- [Provided records]
((

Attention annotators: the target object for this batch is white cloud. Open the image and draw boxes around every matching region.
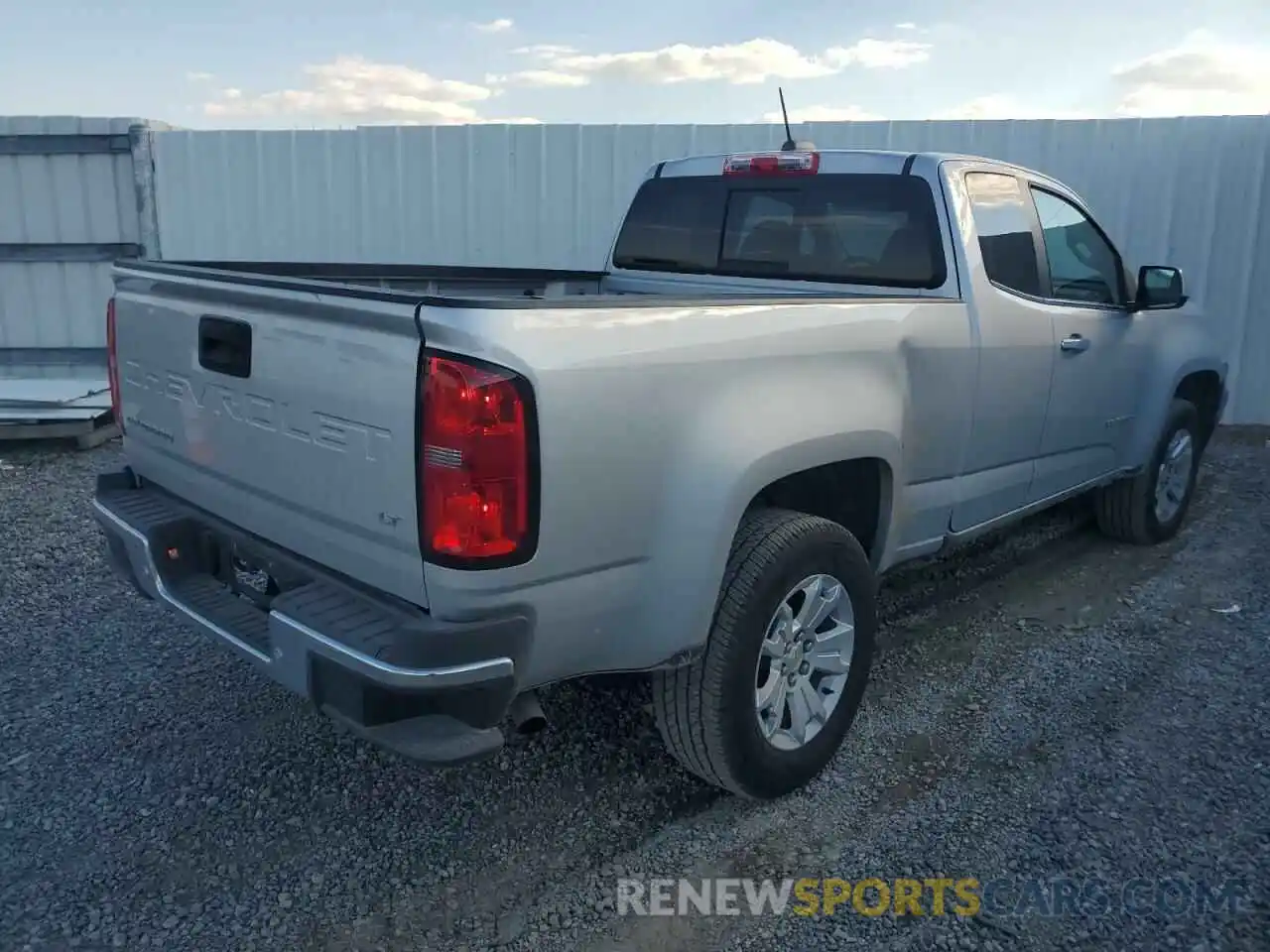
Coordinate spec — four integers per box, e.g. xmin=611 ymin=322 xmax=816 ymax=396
xmin=203 ymin=56 xmax=534 ymax=124
xmin=485 ymin=69 xmax=590 ymax=89
xmin=512 ymin=44 xmax=577 ymax=58
xmin=826 ymin=40 xmax=931 ymax=69
xmin=517 ymin=38 xmax=930 ymax=85
xmin=931 ymin=92 xmax=1089 ymax=119
xmin=1111 ymin=32 xmax=1270 ymax=117
xmin=763 ymin=105 xmax=881 ymax=123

))

- [Exercise] Identify each line of the material above that contains the string "xmax", and reproduce those lines in full. Treat the match as case-sensitive.

- [Exercise answer]
Coordinate spec — four integers per box, e.g. xmin=611 ymin=322 xmax=816 ymax=396
xmin=203 ymin=56 xmax=534 ymax=124
xmin=485 ymin=69 xmax=590 ymax=89
xmin=512 ymin=44 xmax=577 ymax=58
xmin=826 ymin=40 xmax=931 ymax=69
xmin=517 ymin=38 xmax=930 ymax=85
xmin=931 ymin=92 xmax=1089 ymax=119
xmin=1111 ymin=32 xmax=1270 ymax=117
xmin=763 ymin=105 xmax=881 ymax=123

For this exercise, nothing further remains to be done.